* What is being asked
Answer these questions from the costume-sewing text below.
(a) Which Truly Victorian pattern was the underskirt based on?
(b) What fabric was the white underskirt made from?
(c) How wide were the ruffles for the back of the overskirt compared with the back panel?

### Selected extract ###

Now I had to pick a pattern and here I had a conundrum.  The Parasol Protectorate is set in the 1870s, but the bodice length and style on the Manga cover appears more 1880s to me.  I decided to go 1880s for this outfit, since I felt it fit the image on the cover more even though author sets the books in the 1870s.  I based my underskirt/petticoat layer on the Truly Victorian TV261-R.  Since this simple base would be easily altered to fit the image on the cover and still full enough in the back to give that satisfying bustle skirt swish!

I used to completely plain view (no ruffle and no bustling) and made it out of white cotton.  I then added 2 layers of really narrow ruffles.  To keep the ruffles simple, cut the ruffles from the selvage of the cotton so there are no seams and no hems!  I used the pattern with no alterations for this layer, including all the darts to make this layer smooth over the waist of the corset.

Once the white underskirt was done, I needed to make the overskirt.  I again used the plain TV261-R pattern, but with a bunch of alterations.  The back panel is cut exactly like the pattern.  Ruffles for the back were made with 3 times the width of the back panel, hemmed both top and bottom and then gathered onto the back piece before assembling the skirt.  The ruffles start a few inches down from the top, since I knew the top of the skirt would be covered by the bodice. The ruffles are are the same size, except for the bottom most one which is the same width in the center, but tapered to the sides as the center back of the skirt is longer to accommodate the bustle.
It was in the middle of cutting the skirt ruffles that I realized I had a problem.  I had bought 2 yards more silk than I though I needed, but had not realized how narrow the thai silk is!  I ran out of silk before I cut the main parts of the bodice or the side poufs!  I ordered more silk from my Bangkok Silks, but found that there is a lot of batch to batch variability in the color and I could not use any of the other silk that came in for this project! This silk was wonderful to work with, but in the future I will order way more than I need so I dont have this problem again!  I really did not want to have any of the ruffles a different color, so the bottom ruffle is really heavily pieced but I did manage to get the full skirt out of the teal silk.

### Given information ###

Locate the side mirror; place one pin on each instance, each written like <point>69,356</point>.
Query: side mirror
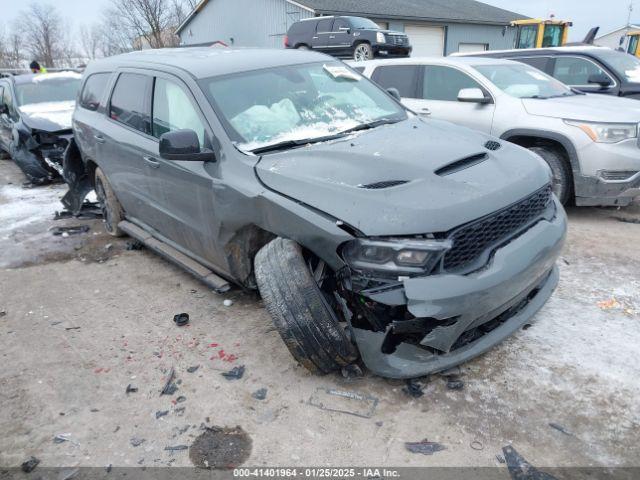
<point>600,79</point>
<point>473,95</point>
<point>394,93</point>
<point>183,145</point>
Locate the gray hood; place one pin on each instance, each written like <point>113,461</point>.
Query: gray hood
<point>589,107</point>
<point>329,177</point>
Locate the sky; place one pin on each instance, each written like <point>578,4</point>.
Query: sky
<point>584,13</point>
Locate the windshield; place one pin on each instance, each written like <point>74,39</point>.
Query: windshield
<point>522,81</point>
<point>49,87</point>
<point>625,65</point>
<point>297,103</point>
<point>359,23</point>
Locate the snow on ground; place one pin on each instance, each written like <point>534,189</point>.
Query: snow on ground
<point>21,207</point>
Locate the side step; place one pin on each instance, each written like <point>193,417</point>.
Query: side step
<point>202,273</point>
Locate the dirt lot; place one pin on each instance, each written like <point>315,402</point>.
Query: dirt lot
<point>83,318</point>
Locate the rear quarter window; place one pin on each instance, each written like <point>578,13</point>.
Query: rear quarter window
<point>402,77</point>
<point>94,90</point>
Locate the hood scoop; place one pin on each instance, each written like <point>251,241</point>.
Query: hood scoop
<point>462,164</point>
<point>383,184</point>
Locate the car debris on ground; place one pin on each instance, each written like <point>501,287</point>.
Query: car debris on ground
<point>425,447</point>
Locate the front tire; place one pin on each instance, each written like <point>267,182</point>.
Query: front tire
<point>300,312</point>
<point>363,52</point>
<point>562,177</point>
<point>112,212</point>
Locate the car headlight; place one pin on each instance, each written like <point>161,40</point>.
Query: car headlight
<point>395,256</point>
<point>606,132</point>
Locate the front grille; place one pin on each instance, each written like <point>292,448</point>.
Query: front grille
<point>472,240</point>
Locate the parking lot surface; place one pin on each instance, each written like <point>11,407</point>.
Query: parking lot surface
<point>84,318</point>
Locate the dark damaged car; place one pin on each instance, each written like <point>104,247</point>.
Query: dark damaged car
<point>35,121</point>
<point>368,231</point>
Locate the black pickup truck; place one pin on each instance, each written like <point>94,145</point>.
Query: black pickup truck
<point>355,37</point>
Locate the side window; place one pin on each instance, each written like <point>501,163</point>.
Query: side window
<point>93,91</point>
<point>541,63</point>
<point>402,77</point>
<point>575,71</point>
<point>130,101</point>
<point>324,25</point>
<point>340,23</point>
<point>174,110</point>
<point>444,83</point>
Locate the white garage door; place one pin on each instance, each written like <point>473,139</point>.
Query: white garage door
<point>426,41</point>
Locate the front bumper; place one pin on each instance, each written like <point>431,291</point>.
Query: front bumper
<point>599,162</point>
<point>508,292</point>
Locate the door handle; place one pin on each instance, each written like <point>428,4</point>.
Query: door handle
<point>152,162</point>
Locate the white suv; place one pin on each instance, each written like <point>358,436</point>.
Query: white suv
<point>590,141</point>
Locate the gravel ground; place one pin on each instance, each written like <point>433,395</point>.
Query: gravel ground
<point>84,318</point>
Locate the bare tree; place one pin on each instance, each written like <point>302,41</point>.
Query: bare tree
<point>43,33</point>
<point>148,23</point>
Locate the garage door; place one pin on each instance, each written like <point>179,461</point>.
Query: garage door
<point>426,41</point>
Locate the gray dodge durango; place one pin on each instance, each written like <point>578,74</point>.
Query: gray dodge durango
<point>367,230</point>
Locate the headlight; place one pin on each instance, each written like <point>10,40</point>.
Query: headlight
<point>606,132</point>
<point>395,256</point>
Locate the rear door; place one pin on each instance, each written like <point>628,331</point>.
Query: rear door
<point>320,40</point>
<point>438,97</point>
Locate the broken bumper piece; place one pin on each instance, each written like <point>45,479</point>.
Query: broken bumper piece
<point>471,313</point>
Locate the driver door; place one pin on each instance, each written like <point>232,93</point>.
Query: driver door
<point>438,97</point>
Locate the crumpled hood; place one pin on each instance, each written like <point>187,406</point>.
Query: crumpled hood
<point>589,107</point>
<point>48,116</point>
<point>329,177</point>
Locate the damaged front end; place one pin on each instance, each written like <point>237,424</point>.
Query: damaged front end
<point>426,304</point>
<point>39,154</point>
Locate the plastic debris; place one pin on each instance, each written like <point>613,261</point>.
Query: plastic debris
<point>260,394</point>
<point>235,373</point>
<point>520,469</point>
<point>351,403</point>
<point>560,428</point>
<point>424,447</point>
<point>136,441</point>
<point>30,464</point>
<point>413,388</point>
<point>169,387</point>
<point>181,319</point>
<point>72,230</point>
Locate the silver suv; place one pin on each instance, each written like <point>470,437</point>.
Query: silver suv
<point>589,141</point>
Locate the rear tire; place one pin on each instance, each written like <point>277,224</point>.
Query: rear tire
<point>562,177</point>
<point>112,212</point>
<point>301,314</point>
<point>363,52</point>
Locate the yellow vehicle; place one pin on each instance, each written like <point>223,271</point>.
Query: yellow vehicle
<point>536,33</point>
<point>634,43</point>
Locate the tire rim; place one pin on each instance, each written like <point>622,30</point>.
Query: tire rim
<point>362,53</point>
<point>102,201</point>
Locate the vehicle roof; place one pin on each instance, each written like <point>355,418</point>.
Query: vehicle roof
<point>204,62</point>
<point>464,61</point>
<point>593,49</point>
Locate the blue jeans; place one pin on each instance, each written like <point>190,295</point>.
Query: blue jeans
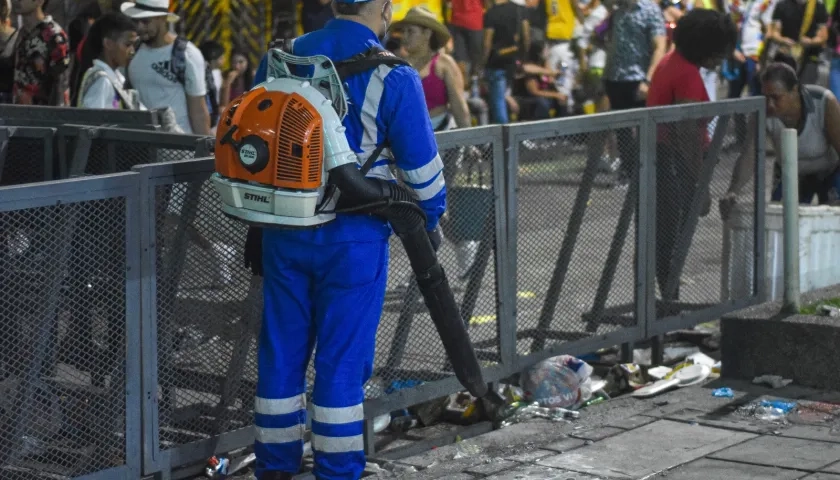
<point>834,77</point>
<point>497,81</point>
<point>330,293</point>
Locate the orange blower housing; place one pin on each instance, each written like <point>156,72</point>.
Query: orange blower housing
<point>275,146</point>
<point>291,160</point>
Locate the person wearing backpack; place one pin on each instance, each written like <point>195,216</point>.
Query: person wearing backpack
<point>167,70</point>
<point>326,286</point>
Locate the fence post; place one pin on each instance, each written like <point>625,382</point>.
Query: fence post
<point>505,153</point>
<point>760,237</point>
<point>790,218</point>
<point>645,291</point>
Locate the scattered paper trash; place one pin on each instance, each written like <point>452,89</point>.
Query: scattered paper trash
<point>701,358</point>
<point>774,381</point>
<point>656,388</point>
<point>518,412</point>
<point>768,410</point>
<point>658,373</point>
<point>381,422</point>
<point>558,382</point>
<point>692,375</point>
<point>723,392</point>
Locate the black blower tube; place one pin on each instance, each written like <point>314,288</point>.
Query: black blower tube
<point>394,203</point>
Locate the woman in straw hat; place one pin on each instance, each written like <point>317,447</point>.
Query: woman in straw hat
<point>423,39</point>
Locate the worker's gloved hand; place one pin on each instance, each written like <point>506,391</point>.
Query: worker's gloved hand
<point>253,250</point>
<point>435,237</point>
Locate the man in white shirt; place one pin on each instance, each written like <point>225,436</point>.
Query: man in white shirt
<point>152,73</point>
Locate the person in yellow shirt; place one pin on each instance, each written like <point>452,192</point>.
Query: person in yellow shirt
<point>560,17</point>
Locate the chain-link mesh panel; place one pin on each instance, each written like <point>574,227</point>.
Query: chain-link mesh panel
<point>408,346</point>
<point>209,309</point>
<point>577,200</point>
<point>25,162</point>
<point>62,351</point>
<point>697,264</point>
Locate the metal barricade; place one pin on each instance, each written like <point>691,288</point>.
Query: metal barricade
<point>27,155</point>
<point>70,349</point>
<point>125,296</point>
<point>690,247</point>
<point>9,114</point>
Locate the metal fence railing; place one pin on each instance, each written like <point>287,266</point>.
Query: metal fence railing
<point>25,115</point>
<point>547,250</point>
<point>35,154</point>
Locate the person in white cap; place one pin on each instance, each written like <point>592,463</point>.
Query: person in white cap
<point>168,71</point>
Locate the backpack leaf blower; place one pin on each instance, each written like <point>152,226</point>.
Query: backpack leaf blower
<point>283,161</point>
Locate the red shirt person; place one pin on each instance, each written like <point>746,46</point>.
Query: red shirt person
<point>702,38</point>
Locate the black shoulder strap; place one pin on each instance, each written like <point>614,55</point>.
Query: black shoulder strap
<point>364,62</point>
<point>369,60</point>
<point>178,62</point>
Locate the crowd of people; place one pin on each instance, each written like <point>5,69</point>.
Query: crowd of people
<point>480,61</point>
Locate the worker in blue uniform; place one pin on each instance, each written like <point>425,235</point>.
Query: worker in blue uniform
<point>326,286</point>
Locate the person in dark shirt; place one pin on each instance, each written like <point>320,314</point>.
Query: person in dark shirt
<point>315,14</point>
<point>784,34</point>
<point>834,43</point>
<point>537,92</point>
<point>506,30</point>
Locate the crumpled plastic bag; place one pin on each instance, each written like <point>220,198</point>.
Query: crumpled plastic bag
<point>562,381</point>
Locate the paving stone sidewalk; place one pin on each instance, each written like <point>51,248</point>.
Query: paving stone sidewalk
<point>686,434</point>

###

* Complete answer
(a) TV261-R
(b) White cotton
(c) Three times the width of the back panel